(Dataset records)
══════════════════════════════
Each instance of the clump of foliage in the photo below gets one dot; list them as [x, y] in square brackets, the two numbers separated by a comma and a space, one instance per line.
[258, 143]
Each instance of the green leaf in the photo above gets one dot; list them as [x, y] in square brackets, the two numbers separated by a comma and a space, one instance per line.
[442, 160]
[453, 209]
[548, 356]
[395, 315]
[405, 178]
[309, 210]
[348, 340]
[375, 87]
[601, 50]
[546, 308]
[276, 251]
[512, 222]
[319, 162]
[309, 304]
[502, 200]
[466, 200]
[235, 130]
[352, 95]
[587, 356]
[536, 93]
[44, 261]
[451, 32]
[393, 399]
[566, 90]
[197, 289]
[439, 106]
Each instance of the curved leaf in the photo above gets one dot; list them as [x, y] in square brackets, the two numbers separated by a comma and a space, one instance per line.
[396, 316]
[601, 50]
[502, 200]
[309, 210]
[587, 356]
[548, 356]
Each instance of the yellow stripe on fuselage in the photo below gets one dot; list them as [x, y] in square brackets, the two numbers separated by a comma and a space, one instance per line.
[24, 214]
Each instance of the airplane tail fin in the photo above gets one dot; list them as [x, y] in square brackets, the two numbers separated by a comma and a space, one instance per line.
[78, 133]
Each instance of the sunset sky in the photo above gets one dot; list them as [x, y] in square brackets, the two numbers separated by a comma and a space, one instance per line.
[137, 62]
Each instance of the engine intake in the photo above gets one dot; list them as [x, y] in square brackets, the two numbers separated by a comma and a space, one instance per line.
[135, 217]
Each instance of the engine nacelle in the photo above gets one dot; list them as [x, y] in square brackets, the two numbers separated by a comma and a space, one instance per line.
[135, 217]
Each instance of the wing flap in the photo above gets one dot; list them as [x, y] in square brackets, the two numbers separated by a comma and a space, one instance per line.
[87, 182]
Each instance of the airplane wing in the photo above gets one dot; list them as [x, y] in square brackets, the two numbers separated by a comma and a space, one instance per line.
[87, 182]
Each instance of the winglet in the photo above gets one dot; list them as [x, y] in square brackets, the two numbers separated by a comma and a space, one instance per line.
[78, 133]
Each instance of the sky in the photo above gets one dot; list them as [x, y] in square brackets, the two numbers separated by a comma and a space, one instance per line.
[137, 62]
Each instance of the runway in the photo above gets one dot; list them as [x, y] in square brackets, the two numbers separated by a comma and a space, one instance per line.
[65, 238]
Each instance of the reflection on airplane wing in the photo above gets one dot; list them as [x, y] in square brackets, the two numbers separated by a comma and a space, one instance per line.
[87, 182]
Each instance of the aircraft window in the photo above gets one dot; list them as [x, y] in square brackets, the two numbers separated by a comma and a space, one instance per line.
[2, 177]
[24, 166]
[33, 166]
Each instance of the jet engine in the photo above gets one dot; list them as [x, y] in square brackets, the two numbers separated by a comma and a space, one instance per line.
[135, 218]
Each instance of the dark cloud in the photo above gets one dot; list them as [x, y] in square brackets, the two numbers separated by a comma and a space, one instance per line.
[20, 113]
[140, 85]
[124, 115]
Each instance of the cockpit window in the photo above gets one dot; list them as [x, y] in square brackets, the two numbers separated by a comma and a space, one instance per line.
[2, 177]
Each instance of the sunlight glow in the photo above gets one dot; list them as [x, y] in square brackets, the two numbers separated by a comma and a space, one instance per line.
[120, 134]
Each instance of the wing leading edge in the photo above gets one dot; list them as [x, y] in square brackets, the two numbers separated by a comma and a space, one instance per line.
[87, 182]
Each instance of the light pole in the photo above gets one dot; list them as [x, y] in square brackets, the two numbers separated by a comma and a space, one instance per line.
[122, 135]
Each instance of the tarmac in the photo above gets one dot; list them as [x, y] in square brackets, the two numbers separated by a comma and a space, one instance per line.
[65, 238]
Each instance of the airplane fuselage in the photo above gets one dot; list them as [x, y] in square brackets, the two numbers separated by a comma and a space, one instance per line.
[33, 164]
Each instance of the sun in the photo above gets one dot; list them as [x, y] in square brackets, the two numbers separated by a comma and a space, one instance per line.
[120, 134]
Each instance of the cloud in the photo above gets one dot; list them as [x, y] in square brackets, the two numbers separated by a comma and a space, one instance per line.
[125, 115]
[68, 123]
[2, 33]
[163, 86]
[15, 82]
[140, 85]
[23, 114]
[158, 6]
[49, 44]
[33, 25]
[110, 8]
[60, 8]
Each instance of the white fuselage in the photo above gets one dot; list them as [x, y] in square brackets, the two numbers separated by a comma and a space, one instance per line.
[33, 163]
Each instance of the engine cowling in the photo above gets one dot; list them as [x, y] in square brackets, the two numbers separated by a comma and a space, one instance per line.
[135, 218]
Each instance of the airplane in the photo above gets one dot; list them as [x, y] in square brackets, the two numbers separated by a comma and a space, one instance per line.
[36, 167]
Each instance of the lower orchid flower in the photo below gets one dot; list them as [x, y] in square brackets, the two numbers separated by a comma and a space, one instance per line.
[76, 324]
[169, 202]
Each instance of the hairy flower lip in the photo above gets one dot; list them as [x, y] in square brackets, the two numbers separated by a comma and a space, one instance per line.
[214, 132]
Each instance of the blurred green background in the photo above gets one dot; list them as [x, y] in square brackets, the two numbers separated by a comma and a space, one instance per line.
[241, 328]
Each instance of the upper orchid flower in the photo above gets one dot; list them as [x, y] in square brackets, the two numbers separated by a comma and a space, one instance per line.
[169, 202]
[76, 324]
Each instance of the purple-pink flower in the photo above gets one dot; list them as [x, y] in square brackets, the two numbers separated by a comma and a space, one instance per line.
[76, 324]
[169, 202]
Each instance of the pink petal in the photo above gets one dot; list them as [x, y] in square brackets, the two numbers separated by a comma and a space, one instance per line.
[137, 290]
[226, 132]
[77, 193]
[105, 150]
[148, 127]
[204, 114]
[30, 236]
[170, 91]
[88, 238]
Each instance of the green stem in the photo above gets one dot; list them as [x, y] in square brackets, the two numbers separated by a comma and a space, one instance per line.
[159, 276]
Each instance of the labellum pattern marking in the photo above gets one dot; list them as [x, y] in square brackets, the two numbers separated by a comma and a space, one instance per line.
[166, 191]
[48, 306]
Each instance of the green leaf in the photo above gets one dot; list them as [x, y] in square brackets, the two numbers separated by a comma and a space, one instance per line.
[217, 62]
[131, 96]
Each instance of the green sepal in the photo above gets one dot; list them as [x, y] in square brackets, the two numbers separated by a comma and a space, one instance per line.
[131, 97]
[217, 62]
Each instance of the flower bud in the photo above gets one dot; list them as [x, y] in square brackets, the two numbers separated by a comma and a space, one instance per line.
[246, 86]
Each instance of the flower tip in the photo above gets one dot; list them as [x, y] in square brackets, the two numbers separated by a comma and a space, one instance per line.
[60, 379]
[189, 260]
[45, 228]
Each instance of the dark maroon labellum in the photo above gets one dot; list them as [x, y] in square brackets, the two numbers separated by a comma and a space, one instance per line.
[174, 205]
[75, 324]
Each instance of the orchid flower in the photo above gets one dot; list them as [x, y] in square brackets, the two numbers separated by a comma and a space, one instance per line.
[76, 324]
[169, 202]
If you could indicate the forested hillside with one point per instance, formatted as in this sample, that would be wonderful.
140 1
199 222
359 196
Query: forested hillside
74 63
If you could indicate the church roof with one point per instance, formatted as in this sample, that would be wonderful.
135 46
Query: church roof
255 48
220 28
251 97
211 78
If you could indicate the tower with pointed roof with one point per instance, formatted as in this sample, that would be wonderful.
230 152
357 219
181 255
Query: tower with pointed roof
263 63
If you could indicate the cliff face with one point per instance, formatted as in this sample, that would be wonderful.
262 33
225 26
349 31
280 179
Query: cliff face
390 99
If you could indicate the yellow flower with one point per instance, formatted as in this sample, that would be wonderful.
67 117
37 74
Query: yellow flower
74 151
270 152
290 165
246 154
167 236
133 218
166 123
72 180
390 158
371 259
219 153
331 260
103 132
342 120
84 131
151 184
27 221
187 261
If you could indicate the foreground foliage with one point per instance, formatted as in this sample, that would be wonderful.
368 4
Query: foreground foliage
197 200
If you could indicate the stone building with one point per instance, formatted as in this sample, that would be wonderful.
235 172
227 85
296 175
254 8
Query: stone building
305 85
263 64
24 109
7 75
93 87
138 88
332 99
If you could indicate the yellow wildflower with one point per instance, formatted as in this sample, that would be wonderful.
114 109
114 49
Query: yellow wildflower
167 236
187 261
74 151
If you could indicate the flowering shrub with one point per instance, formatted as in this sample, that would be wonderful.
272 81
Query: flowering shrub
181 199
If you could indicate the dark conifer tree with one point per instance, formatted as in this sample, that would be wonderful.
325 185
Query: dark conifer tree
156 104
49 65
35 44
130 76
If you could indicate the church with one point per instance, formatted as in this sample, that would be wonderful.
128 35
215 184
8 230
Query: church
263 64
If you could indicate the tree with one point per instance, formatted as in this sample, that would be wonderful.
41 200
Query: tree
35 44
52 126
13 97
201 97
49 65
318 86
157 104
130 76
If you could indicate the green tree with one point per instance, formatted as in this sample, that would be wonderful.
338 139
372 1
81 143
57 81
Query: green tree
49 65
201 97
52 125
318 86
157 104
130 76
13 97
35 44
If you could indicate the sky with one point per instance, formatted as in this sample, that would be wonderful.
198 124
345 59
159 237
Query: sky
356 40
══════════════════════════════
**Prompt**
Output the line containing "If you could indicate the yellow wildflower" and all lines after it to the end of the records, exactly as given.

**Exercise response**
If you could indicate the yellow wildflower with one point per instance, formatted as in this sample, that would be wonderful.
114 109
114 49
Query: yellow wildflower
167 236
187 261
74 151
If you could indicate the flowering shrub with one point per instance, formatted as in this sample, that would be wonderful.
272 81
Query: flowering shrub
181 199
If you could indicate the dark conifer tree with one point per instance, formatted as in this sample, that would be wonderful.
325 185
Query: dark conifer tree
156 104
49 65
35 44
130 76
If you could indicate the church with one point per instance, formatted as in this sample, that would be wonderful.
128 35
215 184
8 230
Query: church
263 64
If you could indicate the tree with one point per instance, formatted as in this sample, that would be wonderful.
41 200
Query: tree
35 44
52 126
13 97
201 97
49 65
318 86
157 104
130 76
If you could indicate the green tree with one point per instance, formatted as in this sample, that would be wonderful.
338 139
372 1
81 143
57 81
Query: green tree
49 65
201 97
52 125
318 86
157 104
130 76
13 97
35 44
If you could indicate the sky with one point per instance, formatted as in this sample, that would be wonderful.
198 124
345 59
159 237
Query: sky
356 40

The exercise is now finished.